== Texte extrait

Mabrouk Chetouane, Head of Global Strategy chez Natixis Investment Managers, et François Collet, Deputy CIO chez DNCA Finance, comparent leurs points de vue sur le contexte macroéconomique en Europe et aux États-Unis.
Mabrouk Chetouane (MC) : Quelle est votre perception de l'impact économique de l'élection de Donald Trump sur l'Europe en termes de croissance économique, d'inflation et de politique monétaire ?
François Collet (FC) : L'économie européenne n'est pas en très bonne forme. La reprise est là, mais son ampleur n'est pas forte. Plusieurs facteurs expliquent cela. Tout d'abord, il y a la situation politique en France. Ensuite, il y a l'évolution du commerce international qui ralentit et pèse sur l'Allemagne et donc sur la zone euro. Puis il y a les décisions de la Commission européenne dont les réglementations entravent et compliquent la liberté d'entreprendre. Enfin, il y a les choix énergétiques de l'Allemagne.
La situation économique est délicatement équilibrée. Elle pourrait s'améliorer, mais il y a aussi une chance significative que nous puissions observer un ralentissement encore plus marqué du commerce mondial en raison des politiques économiques de Trump et de l’instabilité politique persistante en France. Tout cela est plutôt négatif.
MC : À quel point êtes-vous optimiste quant à une éventuelle amélioration ?
FC : J'ai deux espoirs. D'abord, le taux d'épargne élevé en Europe, qui peut continuer à augmenter et offre un certain soutien à l'économie européenne. Deuxièmement, le soutien fiscal possible des gouvernements, en particulier en Allemagne, qui est la principale économie européenne, où il y a de la marge pour que les déficits publics augmentent, ce qui signifie qu'il y a une opportunité de mettre en œuvre un véritable plan de relance. Parmi les Allemands, il y a un soutien pour modifier le frein à l'endettement, permettant un déficit public plus important.
MC : Pour moi, la réglementation est un facteur limitant pour l'entrepreneuriat et l'investissement dans la zone euro. Lorsque nous examinons l'investissement des entreprises à travers l'indicateur de la formation brute de capital fixe, par exemple, l'Europe accuse un retard significatif par rapport aux États-Unis. Seriez-vous d'accord pour dire que les conditions monétaires actuelles dans la zone euro posent problème, et que les taux d'intérêt dans la zone euro sont trop élevés, ce qui empêche les entreprises d'investir davantage ?
FC : L'un des défis de la zone euro est que la Banque centrale européenne (BCE) poursuit un objectif unique, celui de la stabilité des prix. Elle n'est pas chargée de soutenir la demande, même si la demande ne peut pas être ignorée car elle impacte l'inflation. Je pense que les taux d'intérêt sont probablement un peu trop élevés, même si leur niveau ne freine pas une légère reprise dans certains pays comme l'Espagne, par exemple. L'Italie s'en sort relativement bien. Mais les taux d'intérêt devront continuer à baisser.

====

À compléter ::
1. Énumérez les facteurs que François Collet avance dans l'extrait pour expliquer la faible ampleur de la reprise européenne.
2. Recopiez à l'identique le passage de l'extrait qui commence par « MC : À quel » et se termine par « public plus important. ».

== Données fournies

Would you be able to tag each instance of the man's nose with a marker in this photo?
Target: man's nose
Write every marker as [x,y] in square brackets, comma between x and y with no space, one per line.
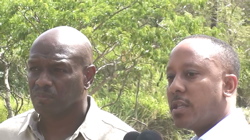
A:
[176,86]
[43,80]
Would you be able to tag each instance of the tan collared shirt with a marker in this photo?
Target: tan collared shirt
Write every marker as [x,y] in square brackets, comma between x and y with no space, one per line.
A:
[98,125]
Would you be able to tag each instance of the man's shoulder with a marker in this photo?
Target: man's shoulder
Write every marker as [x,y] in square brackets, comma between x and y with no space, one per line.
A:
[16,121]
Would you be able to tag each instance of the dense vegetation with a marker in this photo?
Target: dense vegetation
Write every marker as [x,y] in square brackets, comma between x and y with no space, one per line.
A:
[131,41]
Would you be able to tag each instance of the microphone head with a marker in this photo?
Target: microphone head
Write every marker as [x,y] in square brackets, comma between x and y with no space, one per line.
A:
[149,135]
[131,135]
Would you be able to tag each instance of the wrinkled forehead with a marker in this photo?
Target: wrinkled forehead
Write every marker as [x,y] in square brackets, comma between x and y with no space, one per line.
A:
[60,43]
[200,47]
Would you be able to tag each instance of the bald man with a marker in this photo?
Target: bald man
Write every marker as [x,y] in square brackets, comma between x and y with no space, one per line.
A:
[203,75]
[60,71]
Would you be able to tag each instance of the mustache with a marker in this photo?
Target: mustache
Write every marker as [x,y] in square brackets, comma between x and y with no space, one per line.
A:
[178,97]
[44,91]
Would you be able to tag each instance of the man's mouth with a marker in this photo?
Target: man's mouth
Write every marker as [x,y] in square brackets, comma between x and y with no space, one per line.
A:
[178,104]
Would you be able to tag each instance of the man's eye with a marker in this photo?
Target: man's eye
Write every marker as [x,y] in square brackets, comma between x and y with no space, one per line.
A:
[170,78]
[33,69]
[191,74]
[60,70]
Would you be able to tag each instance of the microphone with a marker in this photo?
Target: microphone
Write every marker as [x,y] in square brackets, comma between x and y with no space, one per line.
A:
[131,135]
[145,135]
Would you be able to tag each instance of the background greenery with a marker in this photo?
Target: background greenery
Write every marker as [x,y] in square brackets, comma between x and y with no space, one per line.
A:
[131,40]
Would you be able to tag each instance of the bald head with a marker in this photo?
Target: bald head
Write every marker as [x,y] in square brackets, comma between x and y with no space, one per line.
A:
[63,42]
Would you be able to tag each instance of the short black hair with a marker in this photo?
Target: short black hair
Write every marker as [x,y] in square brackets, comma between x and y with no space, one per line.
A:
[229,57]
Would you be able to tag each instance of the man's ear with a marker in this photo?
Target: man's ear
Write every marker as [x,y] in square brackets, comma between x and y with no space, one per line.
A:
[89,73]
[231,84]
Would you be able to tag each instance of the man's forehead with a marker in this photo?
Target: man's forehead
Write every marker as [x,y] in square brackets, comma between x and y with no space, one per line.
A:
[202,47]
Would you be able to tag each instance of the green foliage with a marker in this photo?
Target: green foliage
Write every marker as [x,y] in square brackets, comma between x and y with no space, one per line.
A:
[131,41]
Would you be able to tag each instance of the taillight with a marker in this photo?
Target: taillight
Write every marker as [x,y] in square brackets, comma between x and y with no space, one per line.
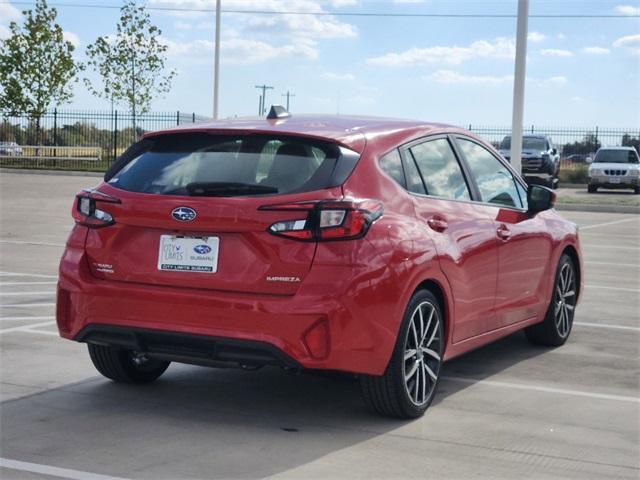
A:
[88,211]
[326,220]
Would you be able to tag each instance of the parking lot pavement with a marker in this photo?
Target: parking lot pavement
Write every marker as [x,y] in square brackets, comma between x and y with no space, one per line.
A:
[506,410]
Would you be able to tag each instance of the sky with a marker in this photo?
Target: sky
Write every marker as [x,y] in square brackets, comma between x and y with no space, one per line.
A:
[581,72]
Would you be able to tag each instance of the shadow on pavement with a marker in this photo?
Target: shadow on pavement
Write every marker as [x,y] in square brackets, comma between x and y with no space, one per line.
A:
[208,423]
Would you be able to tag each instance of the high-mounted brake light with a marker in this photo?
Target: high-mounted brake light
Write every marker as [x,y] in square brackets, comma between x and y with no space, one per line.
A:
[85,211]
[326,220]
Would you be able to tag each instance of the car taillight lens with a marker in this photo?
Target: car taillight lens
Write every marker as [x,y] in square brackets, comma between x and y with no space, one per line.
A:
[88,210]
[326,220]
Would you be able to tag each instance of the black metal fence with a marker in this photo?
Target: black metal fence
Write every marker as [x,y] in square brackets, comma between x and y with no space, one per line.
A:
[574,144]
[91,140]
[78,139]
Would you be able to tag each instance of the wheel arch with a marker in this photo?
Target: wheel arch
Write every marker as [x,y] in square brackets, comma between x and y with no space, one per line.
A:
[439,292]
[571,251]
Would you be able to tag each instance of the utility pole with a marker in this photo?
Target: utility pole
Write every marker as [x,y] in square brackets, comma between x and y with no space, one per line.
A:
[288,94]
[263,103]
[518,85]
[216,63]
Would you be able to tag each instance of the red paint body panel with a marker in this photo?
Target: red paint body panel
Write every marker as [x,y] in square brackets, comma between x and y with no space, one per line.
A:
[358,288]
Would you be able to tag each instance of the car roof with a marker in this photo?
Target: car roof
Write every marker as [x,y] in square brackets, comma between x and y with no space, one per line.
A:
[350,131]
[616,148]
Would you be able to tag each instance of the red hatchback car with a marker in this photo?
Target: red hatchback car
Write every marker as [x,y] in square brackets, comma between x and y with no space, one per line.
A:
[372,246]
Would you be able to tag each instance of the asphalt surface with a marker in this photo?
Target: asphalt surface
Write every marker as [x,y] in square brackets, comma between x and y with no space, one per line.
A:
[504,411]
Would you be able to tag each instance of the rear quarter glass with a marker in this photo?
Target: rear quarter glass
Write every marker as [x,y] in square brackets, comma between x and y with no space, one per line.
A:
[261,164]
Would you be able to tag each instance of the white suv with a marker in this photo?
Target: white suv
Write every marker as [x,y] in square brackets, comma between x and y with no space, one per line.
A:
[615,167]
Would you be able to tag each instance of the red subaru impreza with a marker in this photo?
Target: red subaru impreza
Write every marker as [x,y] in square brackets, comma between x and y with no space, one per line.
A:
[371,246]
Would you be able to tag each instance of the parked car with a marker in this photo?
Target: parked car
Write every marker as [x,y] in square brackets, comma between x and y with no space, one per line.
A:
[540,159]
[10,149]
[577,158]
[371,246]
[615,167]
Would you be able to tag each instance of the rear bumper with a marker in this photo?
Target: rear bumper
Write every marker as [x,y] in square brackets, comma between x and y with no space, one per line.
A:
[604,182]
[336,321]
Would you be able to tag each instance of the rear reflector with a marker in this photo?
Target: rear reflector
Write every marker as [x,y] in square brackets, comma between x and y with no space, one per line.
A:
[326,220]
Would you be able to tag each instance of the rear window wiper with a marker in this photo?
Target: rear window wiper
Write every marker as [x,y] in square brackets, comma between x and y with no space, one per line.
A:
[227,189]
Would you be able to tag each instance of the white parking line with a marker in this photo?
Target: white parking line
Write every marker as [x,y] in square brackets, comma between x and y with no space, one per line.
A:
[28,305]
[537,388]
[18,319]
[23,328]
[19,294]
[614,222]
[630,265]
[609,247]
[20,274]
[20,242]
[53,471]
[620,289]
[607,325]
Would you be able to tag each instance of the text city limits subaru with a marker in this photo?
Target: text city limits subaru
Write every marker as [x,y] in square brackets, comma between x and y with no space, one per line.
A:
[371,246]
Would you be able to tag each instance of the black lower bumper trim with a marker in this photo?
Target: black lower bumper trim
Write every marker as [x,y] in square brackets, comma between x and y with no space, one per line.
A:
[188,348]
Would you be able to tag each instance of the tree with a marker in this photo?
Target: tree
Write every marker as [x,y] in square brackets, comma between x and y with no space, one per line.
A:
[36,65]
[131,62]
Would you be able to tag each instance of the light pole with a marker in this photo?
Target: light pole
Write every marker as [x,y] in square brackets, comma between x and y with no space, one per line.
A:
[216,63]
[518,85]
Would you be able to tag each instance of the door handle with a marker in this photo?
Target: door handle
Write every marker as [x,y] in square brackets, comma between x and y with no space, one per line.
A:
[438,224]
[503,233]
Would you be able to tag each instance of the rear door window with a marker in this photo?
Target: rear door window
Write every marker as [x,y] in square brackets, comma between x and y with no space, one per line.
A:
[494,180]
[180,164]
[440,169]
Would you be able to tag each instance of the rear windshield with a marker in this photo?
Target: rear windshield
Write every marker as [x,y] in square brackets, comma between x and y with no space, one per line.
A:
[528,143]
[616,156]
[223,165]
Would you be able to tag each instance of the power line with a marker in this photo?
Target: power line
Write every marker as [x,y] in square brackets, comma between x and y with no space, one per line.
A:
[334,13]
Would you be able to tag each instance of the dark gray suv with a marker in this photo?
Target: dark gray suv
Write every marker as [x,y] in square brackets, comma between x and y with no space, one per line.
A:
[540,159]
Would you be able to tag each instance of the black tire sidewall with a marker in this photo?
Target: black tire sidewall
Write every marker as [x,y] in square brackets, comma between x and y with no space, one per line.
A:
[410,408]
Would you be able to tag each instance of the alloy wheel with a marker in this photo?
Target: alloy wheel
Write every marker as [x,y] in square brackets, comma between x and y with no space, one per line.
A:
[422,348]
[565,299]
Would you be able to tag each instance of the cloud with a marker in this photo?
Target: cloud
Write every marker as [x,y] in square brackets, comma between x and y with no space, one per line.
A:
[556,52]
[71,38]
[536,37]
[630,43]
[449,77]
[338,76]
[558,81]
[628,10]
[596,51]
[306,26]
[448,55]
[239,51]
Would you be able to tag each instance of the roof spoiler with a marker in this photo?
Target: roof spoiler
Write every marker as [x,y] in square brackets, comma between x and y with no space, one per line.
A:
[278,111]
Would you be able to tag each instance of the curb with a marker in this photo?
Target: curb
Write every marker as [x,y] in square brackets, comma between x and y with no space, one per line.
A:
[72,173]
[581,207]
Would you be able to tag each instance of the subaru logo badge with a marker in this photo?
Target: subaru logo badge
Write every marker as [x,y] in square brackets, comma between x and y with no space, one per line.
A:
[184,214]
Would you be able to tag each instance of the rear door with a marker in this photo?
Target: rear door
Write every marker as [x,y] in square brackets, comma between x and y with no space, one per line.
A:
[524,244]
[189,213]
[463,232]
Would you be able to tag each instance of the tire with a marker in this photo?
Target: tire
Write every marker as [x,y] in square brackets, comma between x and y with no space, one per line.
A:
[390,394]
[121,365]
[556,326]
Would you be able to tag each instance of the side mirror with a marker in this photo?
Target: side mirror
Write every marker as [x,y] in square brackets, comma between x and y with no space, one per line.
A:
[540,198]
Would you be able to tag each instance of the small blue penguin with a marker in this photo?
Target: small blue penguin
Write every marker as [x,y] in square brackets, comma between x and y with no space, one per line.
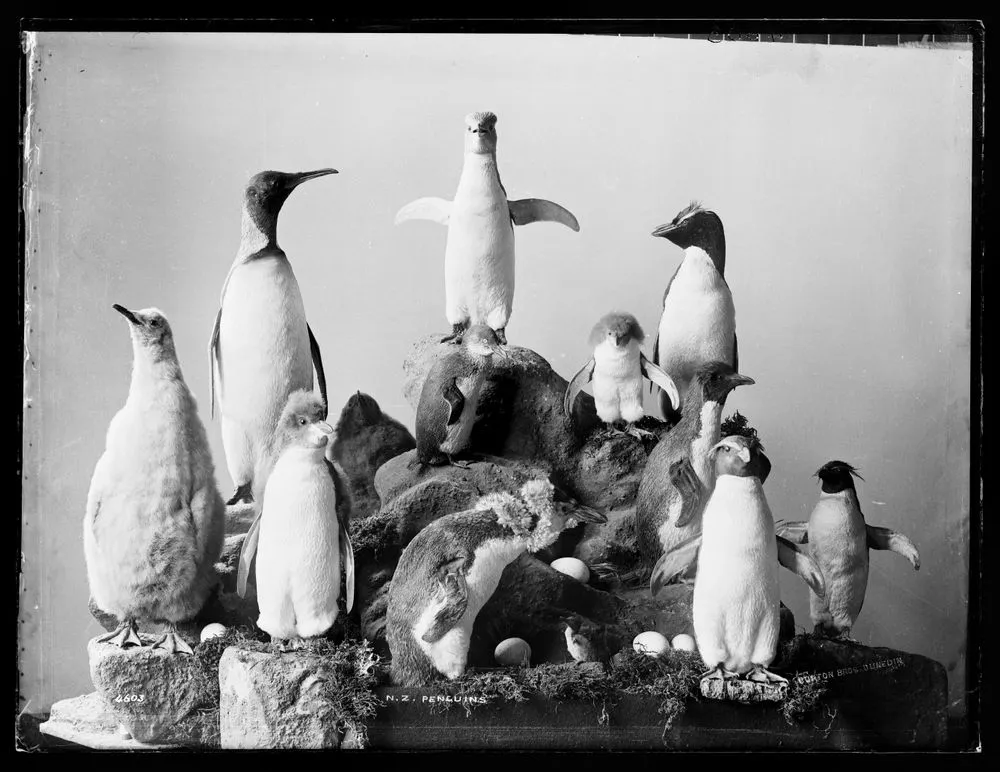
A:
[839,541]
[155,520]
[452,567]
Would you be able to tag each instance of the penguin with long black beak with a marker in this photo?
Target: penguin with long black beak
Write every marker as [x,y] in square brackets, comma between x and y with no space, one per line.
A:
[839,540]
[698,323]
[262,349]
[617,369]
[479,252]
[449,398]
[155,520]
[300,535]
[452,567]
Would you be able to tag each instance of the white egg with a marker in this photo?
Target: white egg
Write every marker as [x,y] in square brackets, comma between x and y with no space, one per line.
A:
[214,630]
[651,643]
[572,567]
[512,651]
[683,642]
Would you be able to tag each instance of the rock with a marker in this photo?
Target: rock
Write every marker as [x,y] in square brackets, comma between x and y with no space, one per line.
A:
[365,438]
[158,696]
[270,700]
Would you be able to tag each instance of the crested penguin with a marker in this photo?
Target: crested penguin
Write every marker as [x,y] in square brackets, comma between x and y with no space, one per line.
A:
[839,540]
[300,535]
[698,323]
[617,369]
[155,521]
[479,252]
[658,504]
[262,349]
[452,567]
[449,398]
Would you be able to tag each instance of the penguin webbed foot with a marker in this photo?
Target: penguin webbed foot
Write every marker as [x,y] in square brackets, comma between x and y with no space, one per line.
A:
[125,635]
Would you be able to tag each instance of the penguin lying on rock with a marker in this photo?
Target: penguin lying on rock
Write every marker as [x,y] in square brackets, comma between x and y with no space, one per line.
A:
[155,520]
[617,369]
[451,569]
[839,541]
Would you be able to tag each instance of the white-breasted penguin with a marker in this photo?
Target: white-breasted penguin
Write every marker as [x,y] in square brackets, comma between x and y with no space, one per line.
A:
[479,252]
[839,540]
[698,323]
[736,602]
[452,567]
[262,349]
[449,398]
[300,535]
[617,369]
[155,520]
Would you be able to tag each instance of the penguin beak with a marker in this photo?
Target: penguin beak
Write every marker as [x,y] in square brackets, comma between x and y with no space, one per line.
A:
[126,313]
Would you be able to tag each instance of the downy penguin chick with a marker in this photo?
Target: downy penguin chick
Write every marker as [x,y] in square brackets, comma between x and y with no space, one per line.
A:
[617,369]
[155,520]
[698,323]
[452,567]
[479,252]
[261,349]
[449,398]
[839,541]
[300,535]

====

Corrigé ::
1.
- la situation politique en France
- l'évolution du commerce international, qui ralentit et pèse sur l'Allemagne et donc sur la zone euro
- les décisions de la Commission européenne, dont les réglementations entravent et compliquent la liberté d'entreprendre
- les choix énergétiques de l'Allemagne

2.
MC : À quel point êtes-vous optimiste quant à une éventuelle amélioration ?
FC : J'ai deux espoirs. D'abord, le taux d'épargne élevé en Europe, qui peut continuer à augmenter et offre un certain soutien à l'économie européenne. Deuxièmement, le soutien fiscal possible des gouvernements, en particulier en Allemagne, qui est la principale économie européenne, où il y a de la marge pour que les déficits publics augmentent, ce qui signifie qu'il y a une opportunité de mettre en œuvre un véritable plan de relance. Parmi les Allemands, il y a un soutien pour modifier le frein à l'endettement, permettant un déficit public plus important.